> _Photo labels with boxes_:
--- begin ---

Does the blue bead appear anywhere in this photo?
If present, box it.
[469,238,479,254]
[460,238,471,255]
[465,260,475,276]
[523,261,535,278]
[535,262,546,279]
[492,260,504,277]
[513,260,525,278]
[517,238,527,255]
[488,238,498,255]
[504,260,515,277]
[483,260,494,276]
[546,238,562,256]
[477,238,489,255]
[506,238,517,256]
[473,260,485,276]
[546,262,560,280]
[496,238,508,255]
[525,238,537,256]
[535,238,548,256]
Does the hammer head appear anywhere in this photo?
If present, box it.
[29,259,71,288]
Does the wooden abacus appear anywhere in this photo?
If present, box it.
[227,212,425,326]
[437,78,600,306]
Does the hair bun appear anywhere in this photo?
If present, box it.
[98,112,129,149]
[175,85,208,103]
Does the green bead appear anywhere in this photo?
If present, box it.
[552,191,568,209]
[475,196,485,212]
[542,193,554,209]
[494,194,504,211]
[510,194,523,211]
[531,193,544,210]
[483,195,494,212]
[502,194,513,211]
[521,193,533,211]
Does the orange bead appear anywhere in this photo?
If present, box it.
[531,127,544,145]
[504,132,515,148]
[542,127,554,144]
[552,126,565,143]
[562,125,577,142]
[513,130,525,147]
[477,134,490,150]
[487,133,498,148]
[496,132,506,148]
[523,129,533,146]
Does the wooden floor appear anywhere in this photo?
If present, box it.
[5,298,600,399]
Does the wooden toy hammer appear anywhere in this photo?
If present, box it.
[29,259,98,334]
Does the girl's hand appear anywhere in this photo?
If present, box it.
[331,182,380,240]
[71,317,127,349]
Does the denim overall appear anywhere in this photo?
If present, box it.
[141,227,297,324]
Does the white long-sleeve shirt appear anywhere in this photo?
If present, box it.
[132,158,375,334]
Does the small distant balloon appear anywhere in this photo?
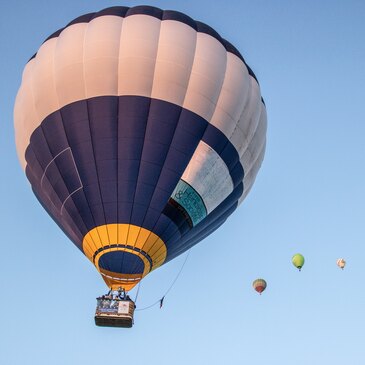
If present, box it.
[252,279,267,295]
[337,259,346,270]
[291,253,304,271]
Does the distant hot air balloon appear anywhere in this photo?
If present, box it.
[252,279,267,295]
[14,6,267,291]
[292,253,304,271]
[337,259,346,270]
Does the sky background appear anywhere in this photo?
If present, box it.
[0,0,365,365]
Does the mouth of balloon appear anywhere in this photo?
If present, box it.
[99,251,145,276]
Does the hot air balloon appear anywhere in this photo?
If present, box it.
[14,6,267,324]
[292,253,304,271]
[252,279,267,295]
[336,259,346,270]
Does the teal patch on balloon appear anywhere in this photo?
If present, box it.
[171,180,207,226]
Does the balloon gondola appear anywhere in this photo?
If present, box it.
[14,6,267,324]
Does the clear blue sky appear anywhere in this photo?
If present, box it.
[0,0,365,365]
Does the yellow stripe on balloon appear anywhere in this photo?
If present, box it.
[82,223,167,290]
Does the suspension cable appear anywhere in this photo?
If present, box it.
[135,249,191,311]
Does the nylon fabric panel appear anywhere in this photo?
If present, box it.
[183,33,227,121]
[118,15,161,97]
[211,53,250,139]
[152,20,197,105]
[83,16,123,98]
[182,142,233,214]
[54,23,88,106]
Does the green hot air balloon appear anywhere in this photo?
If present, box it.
[291,253,304,271]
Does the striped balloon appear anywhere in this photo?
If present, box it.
[252,279,267,295]
[14,6,266,290]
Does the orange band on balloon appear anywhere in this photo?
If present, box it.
[82,223,167,290]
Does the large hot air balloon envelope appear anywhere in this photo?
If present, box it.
[14,6,266,290]
[292,253,304,271]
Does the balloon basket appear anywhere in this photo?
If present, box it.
[95,295,135,328]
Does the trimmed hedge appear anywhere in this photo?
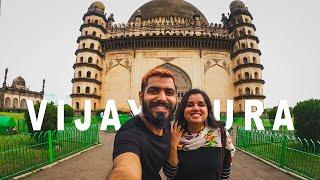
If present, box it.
[293,99,320,140]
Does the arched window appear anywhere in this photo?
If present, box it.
[243,57,248,64]
[20,99,27,109]
[87,71,91,78]
[256,87,260,95]
[244,72,250,79]
[4,97,11,108]
[88,57,92,63]
[86,86,90,94]
[254,72,259,79]
[250,43,254,48]
[12,98,19,109]
[76,102,80,109]
[252,57,257,64]
[90,43,94,49]
[246,87,251,95]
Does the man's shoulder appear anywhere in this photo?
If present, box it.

--- end ---

> _EXERCISE DESCRIPTION_: Copy out all of the records above word for word, leaving out the pictures.

> _CORRECT RESULT_:
Does the blue bead appear anywhere in this photo?
If present, box it.
[469,238,479,254]
[460,238,471,255]
[465,260,475,276]
[523,261,535,278]
[535,262,546,279]
[492,260,504,277]
[513,260,525,278]
[517,238,527,255]
[488,238,498,255]
[504,260,515,277]
[483,260,494,276]
[546,238,562,256]
[477,238,489,255]
[506,238,517,256]
[473,260,485,276]
[546,262,560,280]
[496,238,508,255]
[525,238,537,256]
[535,238,548,256]
Does the hammer head appear anywhere in this photo?
If present, box it.
[29,259,71,288]
Does the wooden abacus appear anywhere in this photo?
If present, box it.
[227,212,425,326]
[437,78,600,306]
Does the hair bun appear anywhere in this photo?
If present, box it.
[98,112,129,149]
[175,85,208,103]
Does the green bead appear anywhere in this photo?
If present, box it.
[552,191,568,209]
[475,196,485,212]
[542,193,554,209]
[494,194,504,211]
[510,194,523,211]
[531,193,544,210]
[483,195,494,212]
[502,194,513,211]
[521,193,533,211]
Does the orange bead appear anywhere in this photo?
If present, box it.
[531,127,544,145]
[504,132,515,148]
[542,127,554,144]
[552,126,565,143]
[562,125,577,142]
[513,130,525,147]
[477,134,490,150]
[487,133,498,148]
[496,132,506,148]
[523,129,533,146]
Does the wooden floor appear anywhere in this photo?
If present, box it.
[5,298,600,399]
Does the wooden toy hammer appear anywhere in this photo?
If present, box it.
[29,259,98,334]
Does the girl's hand appear anywhere in this photo?
If present, box it.
[331,182,380,240]
[71,317,127,349]
Does the denim overall appear anywhere in this photo?
If present, box it.
[141,227,297,324]
Does the white long-sleeve shirt appear anywhere in this photo?
If present, box it.
[132,158,375,334]
Does the small distant balloon appear anywhere in this photo?
If present, box it.
[252,279,267,295]
[337,259,346,270]
[291,253,304,271]
Does the distant hot air balloon appear anywhere in this photo?
If present, box it.
[252,279,267,295]
[14,6,267,291]
[292,253,304,271]
[337,259,346,270]
Does the sky background appear anywhere in this photo?
If present, box it.
[0,0,365,365]
Does the mouth of balloon appear anywhere in this photo?
If present, box it.
[99,251,145,276]
Does the hot air balloon appear anywhere in this photo?
If present, box it.
[14,6,267,324]
[292,253,304,271]
[252,279,267,295]
[336,259,346,270]
Does the teal patch on balloon appear anywhere in this photo?
If present, box it.
[171,180,207,226]
Does the balloon gondola appear anywhere in this photo?
If present, box it.
[14,6,267,324]
Does the clear blue sky appear anywhere in this photo?
If present, box it.
[0,0,365,365]
Does the yellow stripe on balloon appear anywhere in this photo?
If present, box it.
[82,223,167,290]
Does the suspension cable appear anywhere in this photo?
If present, box it.
[135,249,191,311]
Does the nylon fabric panel appear anywhere in this photo?
If present, box it.
[183,33,227,121]
[118,15,161,97]
[211,53,250,139]
[152,20,197,105]
[83,16,123,98]
[182,142,233,214]
[54,23,88,106]
Does the green hot air balloon appear anywhere in this photo?
If present, box it.
[291,253,304,271]
Does the striped balloon appear anywhere in this photo?
If present, box it.
[252,279,267,295]
[14,6,266,290]
Does the orange band on balloon appear anywhere in this photo?
If present, box it.
[82,223,167,290]
Does the large hot air balloon envelope appear anywhere in this photo?
If present, box it.
[14,6,266,290]
[292,253,304,271]
Does the balloon basket appear anywhere in this photo?
If present, box it.
[95,295,135,328]
Does the trimmed hedge appear anywhere in this photo?
If present, box it.
[293,99,320,140]
Does the arched window appear anywhere in this photo?
If present, box it.
[243,57,248,64]
[20,99,27,109]
[87,71,91,78]
[256,87,260,95]
[244,72,250,79]
[4,97,11,108]
[88,57,92,63]
[86,86,90,94]
[254,72,259,79]
[250,43,254,48]
[12,98,19,109]
[76,102,80,109]
[252,57,257,64]
[90,43,94,49]
[246,87,251,95]
Does the man's shoulder appear anywhere in this photo?
If present, box it.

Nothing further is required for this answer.